TASK:
Continue the account of the LEGO brick sorting machine, picking up after its final sentence.

DOCUMENT SEGMENT:
Jacques Mattheij made a small, but awesome, mistake. He went on eBay one evening and bid on a bunch of bulk LEGO brick auctions, then went to sleep. Upon waking, he discovered that he was the high bidder on many, and was now the proud owner of two tons of LEGO bricks. (This is about 4400 pounds.) He wrote, "[L]esson 1: if you win almost all bids you are bidding too high."

Mattheij had noticed that bulk, unsorted bricks sell for something like €10/kilogram, whereas sets are roughly €40/kg and rare parts go for up to €100/kg. Much of the value of the bricks is in their sorting. If he could reduce the entropy of these bins of unsorted bricks, he could make a tidy profit. While many people do this work by hand, the problem is enormous—just the kind of challenge for a computer. Mattheij writes:

There are 38000+ shapes and there are 100+ possible shades of color (you can roughly tell how old someone is by asking them what lego colors they remember from their youth).

In the following months, Mattheij built a proof-of-concept sorting system using, of course, LEGO. He broke the problem down into a series of sub-problems (including "feeding LEGO reliably from a hopper is surprisingly hard," one of those facts of nature that will stymie even the best system design). After tinkering with the prototype at length, he expanded the system to a surprisingly complex system of conveyer belts (powered by a home treadmill), various pieces of cabinetry, and "copious quantities of crazy glue."

Here's a video showing the current system running at low speed:

The key part of the system was running the bricks past a camera paired with a computer running a neural net-based image classifier. That allows the computer (when sufficiently trained on brick images) to recognize bricks and thus categorize them by color, shape, or other parameters. Remember that as bricks pass by, they can be in any orientation, can be dirty, can even be stuck to other pieces. So having a flexible software system is key to recognizing—in a fraction of a second—what a given brick is, in order to sort it out. When a match is found, a jet of compressed air pops the piece off the conveyer belt and into a waiting bin.

Contour annotation data:

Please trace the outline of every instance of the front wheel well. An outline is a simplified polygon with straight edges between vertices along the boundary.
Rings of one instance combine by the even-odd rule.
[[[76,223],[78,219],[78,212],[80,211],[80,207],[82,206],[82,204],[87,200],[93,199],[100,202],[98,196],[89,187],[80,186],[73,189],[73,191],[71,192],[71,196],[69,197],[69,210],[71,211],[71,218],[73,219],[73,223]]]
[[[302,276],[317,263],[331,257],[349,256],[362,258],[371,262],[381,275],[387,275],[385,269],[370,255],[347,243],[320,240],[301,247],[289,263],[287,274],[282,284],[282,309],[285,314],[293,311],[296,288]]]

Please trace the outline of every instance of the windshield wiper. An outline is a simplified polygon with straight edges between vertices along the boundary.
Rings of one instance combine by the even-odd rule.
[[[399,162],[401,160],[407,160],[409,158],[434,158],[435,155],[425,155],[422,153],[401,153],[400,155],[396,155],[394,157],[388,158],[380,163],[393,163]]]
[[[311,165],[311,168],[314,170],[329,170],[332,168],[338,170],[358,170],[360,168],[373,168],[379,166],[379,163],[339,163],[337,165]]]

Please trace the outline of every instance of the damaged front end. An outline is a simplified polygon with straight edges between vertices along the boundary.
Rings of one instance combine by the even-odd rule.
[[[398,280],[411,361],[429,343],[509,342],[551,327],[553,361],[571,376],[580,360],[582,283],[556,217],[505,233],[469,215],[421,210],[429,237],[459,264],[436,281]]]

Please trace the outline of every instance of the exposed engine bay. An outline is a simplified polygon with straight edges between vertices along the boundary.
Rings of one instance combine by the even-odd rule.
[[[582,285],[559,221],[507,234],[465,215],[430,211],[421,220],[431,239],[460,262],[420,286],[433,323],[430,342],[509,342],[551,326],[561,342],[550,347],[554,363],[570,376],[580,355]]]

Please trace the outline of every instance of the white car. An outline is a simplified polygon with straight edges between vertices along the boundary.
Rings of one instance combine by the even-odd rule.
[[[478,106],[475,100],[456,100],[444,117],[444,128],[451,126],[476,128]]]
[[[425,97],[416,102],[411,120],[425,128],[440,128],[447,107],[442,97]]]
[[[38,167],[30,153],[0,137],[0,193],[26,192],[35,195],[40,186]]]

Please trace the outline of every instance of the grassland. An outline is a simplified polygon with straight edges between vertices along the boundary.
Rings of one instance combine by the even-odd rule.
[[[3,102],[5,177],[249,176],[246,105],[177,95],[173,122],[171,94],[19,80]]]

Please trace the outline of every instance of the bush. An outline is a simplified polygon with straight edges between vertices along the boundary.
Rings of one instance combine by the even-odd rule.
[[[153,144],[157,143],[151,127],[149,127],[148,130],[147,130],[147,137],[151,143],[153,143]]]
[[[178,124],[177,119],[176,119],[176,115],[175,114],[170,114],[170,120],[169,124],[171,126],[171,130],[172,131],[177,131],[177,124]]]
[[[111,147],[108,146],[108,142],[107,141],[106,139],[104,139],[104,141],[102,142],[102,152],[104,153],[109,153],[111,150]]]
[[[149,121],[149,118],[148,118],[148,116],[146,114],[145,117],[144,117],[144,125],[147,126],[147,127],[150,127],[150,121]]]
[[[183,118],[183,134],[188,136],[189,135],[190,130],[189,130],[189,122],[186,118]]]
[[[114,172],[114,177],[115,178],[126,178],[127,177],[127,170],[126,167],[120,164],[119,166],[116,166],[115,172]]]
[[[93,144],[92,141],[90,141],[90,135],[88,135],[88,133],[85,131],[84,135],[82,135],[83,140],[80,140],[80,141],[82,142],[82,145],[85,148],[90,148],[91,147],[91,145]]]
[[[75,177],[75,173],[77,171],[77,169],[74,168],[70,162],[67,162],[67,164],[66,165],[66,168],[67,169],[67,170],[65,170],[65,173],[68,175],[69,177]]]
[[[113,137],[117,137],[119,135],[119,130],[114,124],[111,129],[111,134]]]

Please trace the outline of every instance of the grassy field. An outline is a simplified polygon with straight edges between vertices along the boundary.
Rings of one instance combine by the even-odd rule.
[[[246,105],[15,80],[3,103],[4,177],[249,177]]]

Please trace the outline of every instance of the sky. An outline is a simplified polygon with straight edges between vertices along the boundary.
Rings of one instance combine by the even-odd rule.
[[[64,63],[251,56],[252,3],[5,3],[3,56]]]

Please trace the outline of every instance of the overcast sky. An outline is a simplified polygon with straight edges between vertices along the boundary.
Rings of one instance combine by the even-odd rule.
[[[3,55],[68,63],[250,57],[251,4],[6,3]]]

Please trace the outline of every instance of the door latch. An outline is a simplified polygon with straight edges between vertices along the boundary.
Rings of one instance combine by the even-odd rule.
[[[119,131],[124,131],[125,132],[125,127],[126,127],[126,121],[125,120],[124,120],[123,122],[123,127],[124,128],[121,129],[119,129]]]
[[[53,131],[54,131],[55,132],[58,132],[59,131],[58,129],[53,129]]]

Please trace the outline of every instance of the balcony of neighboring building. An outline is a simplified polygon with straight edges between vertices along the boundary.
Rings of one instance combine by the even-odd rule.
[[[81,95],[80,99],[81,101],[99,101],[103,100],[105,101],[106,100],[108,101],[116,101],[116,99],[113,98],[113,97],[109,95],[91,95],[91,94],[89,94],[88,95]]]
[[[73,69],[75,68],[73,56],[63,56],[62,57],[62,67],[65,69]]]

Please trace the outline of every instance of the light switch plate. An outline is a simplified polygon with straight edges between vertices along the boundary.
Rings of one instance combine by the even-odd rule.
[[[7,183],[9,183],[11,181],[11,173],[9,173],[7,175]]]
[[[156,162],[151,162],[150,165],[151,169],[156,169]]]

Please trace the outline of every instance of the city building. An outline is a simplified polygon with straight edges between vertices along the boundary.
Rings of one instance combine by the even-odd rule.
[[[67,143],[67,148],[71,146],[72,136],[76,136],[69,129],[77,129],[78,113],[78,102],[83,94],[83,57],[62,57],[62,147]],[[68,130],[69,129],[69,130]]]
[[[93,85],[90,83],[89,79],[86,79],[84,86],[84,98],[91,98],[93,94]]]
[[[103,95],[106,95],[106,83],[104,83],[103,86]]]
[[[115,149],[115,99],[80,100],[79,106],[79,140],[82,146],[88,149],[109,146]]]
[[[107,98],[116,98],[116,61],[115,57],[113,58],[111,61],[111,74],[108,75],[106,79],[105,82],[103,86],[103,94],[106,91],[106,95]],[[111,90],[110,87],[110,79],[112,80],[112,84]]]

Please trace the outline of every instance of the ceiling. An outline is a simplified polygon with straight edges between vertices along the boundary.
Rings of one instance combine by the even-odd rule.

RIGHT ANSWER:
After much experimentation, Mattheij rewrote the software (several times in fact) to accomplish a variety of basic tasks. At its core, the system takes images from a webcam and feeds them to a neural network to do the classification. Of course, the neural net needs to be "trained" by showing it lots of images, and telling it what those images represent. Mattheij's breakthrough was allowing the machine to effectively train itself, with guidance: Running pieces through allows the system to take its own photos, make a guess, and build on that guess. As long as Mattheij corrects the incorrect guesses, he ends up with a decent (and self-reinforcing) corpus of training data. As the machine continues running, it can rack up more training, allowing it to recognize a broad variety of pieces on the fly.

Here's another video, focusing on how the pieces move on conveyer belts (running at slow speed so puny humans can follow). You can also see the air jets in action:

In an email interview, Mattheij told Mental Floss that the system currently sorts LEGO bricks into more than 50 categories. It can also be run in a color-sorting mode to bin the parts across 12 color groups. (Thus at present you'd likely do a two-pass sort on the bricks: once for shape, then a separate pass for color.) He continues to refine the system, with a focus on making its recognition abilities faster. At some point down the line, he plans to make the software portion open source. You're on your own as far as building conveyer belts, bins, and so forth.

Check out Mattheij's writeup in two parts for more information. It starts with an overview of the story, followed up with a deep dive on the software. He's also tweeting about the project (among other things). And if you look around a bit, you'll find bulk LEGO brick auctions online—it's definitely a thing!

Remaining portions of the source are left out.